To do>
Copy out the lines below without any changes, beginning with the line that contains "Report one point per instance of the window" and continuing through the line that contains "Target: window".

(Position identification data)
▶
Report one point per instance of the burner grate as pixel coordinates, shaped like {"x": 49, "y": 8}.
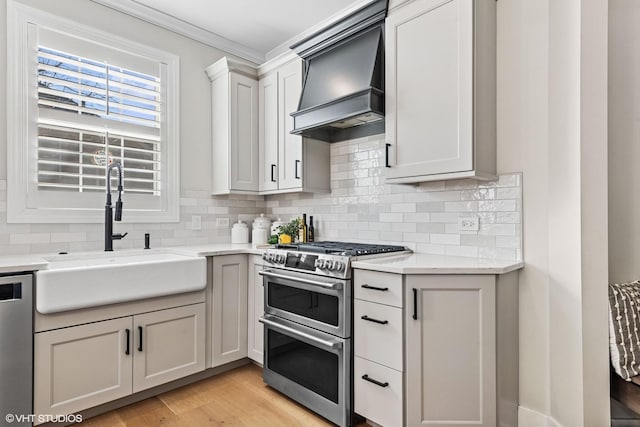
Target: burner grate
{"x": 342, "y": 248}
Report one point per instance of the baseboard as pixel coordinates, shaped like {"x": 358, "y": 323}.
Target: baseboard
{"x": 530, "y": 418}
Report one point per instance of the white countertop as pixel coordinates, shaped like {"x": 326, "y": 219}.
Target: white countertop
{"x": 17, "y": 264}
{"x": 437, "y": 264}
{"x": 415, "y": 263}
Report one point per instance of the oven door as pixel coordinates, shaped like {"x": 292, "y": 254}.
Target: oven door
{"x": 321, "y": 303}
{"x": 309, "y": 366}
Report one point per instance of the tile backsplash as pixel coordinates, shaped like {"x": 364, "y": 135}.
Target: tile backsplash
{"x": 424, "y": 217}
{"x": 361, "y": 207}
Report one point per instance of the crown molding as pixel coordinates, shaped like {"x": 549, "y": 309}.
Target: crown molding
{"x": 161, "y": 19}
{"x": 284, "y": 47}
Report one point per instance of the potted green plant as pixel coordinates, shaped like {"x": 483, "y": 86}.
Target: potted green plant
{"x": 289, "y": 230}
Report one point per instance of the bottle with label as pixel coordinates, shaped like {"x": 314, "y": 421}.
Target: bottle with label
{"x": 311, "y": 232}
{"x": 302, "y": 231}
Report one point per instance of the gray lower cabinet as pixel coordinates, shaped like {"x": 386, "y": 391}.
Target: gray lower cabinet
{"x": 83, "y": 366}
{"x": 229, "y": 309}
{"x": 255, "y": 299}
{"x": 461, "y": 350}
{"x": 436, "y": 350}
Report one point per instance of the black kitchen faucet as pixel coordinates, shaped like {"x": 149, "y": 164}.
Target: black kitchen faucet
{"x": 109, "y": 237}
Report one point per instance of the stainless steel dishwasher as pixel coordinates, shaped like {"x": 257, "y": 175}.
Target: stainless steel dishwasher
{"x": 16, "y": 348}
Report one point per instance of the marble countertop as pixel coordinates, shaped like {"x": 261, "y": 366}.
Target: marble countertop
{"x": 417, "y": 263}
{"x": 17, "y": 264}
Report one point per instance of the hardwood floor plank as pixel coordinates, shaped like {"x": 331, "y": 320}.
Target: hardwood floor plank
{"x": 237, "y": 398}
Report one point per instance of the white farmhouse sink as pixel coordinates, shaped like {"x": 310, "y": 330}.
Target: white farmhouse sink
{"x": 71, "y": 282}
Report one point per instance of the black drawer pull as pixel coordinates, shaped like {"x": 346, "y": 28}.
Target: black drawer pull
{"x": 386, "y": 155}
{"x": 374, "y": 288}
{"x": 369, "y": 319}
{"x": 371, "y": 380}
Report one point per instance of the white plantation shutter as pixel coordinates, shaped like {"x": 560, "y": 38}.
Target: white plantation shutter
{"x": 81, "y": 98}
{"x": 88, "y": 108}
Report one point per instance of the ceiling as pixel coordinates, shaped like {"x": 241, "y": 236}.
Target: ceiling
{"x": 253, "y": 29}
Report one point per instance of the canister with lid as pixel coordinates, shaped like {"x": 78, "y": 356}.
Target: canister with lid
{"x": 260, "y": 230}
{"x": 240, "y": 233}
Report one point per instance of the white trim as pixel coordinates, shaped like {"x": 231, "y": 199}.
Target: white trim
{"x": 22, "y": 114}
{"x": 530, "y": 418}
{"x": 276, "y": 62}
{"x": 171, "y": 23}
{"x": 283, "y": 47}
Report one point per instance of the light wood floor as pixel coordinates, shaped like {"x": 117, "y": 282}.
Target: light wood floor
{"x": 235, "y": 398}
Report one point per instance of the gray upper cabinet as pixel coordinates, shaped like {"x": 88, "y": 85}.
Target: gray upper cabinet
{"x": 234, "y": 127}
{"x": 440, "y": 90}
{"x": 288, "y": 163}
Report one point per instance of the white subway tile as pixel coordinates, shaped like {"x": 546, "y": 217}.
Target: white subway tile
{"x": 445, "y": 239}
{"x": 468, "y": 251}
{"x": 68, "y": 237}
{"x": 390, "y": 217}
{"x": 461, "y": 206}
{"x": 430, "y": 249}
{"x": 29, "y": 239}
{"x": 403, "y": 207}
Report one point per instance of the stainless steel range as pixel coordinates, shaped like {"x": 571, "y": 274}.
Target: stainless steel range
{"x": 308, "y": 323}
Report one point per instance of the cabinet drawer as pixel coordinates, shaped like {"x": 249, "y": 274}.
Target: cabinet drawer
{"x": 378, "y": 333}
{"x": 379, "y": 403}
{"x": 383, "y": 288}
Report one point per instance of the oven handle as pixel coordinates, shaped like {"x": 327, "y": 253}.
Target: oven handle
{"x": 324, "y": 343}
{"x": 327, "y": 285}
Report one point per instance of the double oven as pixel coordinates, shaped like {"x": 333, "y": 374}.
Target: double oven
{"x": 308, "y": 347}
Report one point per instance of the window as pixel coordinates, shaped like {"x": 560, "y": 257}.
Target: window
◀
▶
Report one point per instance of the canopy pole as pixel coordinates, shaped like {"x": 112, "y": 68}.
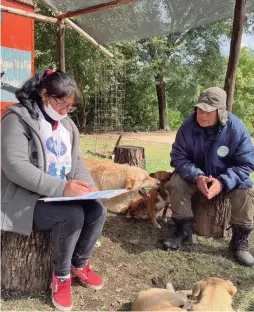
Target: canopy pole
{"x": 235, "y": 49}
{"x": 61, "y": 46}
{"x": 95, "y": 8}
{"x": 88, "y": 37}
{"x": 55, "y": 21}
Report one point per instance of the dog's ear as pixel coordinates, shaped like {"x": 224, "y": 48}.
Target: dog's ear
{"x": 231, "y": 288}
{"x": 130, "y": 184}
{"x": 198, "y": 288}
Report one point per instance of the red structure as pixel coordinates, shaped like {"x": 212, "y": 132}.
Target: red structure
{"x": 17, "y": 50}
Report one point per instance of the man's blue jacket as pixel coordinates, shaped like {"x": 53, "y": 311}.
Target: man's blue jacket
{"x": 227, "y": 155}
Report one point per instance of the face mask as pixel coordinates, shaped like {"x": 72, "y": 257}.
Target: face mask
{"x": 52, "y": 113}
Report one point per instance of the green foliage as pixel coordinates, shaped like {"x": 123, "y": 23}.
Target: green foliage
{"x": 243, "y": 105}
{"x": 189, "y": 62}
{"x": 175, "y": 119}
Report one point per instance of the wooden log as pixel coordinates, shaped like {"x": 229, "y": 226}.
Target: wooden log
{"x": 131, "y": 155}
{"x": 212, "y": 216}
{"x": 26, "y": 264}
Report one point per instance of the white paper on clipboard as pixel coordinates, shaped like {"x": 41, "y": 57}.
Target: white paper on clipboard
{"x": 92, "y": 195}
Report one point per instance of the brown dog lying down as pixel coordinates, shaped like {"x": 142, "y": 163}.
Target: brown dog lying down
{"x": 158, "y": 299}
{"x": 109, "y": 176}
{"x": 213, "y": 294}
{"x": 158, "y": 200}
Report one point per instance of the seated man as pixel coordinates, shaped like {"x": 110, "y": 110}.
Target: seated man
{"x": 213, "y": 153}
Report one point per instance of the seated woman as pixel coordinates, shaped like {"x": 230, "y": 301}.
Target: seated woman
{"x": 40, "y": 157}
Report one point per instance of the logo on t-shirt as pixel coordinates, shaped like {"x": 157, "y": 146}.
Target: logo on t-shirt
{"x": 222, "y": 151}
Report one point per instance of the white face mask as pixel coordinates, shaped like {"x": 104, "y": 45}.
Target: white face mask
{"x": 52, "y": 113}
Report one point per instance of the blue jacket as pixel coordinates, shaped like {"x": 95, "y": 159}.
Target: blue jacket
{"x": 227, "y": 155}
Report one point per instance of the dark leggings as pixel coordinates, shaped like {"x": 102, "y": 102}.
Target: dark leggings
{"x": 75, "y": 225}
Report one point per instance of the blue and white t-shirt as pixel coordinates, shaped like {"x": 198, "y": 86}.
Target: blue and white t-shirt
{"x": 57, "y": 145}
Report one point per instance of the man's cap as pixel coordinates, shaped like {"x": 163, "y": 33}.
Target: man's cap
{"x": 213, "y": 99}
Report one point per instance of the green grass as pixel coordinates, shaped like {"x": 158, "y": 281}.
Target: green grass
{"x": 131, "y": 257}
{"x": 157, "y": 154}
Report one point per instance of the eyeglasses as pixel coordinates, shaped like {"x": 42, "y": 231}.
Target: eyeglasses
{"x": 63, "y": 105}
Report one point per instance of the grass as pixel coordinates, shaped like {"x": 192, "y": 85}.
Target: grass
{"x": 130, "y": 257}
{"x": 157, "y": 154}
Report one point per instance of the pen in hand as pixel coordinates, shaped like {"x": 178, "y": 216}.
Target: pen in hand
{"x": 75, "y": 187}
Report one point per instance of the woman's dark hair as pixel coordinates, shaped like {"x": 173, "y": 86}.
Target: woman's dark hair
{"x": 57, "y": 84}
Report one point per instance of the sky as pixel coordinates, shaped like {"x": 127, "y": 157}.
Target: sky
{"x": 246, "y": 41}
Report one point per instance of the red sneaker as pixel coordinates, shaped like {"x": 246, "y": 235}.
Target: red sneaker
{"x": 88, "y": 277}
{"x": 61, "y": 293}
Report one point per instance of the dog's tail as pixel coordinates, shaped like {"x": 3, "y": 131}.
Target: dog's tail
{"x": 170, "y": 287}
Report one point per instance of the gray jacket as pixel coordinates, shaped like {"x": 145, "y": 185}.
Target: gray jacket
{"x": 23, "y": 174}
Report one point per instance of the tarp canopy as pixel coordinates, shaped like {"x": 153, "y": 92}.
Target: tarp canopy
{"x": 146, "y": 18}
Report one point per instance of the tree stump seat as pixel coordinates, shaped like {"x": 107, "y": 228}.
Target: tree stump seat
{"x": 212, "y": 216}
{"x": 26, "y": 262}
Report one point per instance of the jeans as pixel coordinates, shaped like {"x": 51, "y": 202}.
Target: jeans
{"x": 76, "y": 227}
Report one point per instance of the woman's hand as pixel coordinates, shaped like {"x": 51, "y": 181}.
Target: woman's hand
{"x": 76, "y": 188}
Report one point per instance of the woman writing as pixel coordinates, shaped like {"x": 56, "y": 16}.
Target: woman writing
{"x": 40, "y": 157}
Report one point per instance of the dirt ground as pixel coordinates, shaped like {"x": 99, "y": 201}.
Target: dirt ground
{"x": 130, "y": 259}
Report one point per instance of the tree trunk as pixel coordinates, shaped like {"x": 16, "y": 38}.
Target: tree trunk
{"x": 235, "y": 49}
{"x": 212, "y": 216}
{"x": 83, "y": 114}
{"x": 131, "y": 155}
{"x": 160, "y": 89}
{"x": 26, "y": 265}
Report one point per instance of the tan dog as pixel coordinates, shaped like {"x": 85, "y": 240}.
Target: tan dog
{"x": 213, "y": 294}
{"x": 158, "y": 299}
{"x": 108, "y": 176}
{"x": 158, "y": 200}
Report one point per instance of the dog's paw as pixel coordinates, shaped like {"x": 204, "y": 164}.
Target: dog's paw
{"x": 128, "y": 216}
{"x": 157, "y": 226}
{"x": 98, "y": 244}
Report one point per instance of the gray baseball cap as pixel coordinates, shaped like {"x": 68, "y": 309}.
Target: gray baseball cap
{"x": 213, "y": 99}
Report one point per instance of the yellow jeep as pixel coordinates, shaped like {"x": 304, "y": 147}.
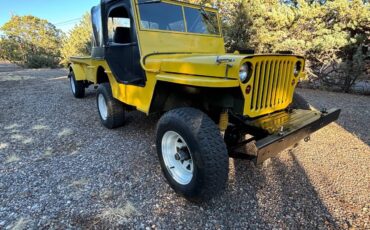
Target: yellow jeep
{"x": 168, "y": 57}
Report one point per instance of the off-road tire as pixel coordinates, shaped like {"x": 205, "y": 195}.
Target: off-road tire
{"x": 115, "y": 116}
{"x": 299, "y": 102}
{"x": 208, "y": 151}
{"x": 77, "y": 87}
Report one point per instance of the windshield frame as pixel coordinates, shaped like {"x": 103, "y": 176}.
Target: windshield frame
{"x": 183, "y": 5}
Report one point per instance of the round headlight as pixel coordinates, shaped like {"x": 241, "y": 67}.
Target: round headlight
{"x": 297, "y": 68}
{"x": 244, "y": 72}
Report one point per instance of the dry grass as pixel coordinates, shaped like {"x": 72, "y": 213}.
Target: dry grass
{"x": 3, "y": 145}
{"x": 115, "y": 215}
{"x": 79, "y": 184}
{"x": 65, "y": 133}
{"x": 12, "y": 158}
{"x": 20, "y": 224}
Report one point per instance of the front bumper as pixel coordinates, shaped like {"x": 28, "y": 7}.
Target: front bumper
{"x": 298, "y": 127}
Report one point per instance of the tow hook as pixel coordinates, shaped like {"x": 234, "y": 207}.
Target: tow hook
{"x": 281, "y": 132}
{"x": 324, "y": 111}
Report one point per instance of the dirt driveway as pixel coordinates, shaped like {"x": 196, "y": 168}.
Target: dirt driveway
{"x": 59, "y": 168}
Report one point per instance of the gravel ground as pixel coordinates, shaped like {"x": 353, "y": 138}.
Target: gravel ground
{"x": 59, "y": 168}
◀
Output of the task>
Report one point per instance of the window as pixel coordinates, shaped like {"x": 560, "y": 257}.
Target: window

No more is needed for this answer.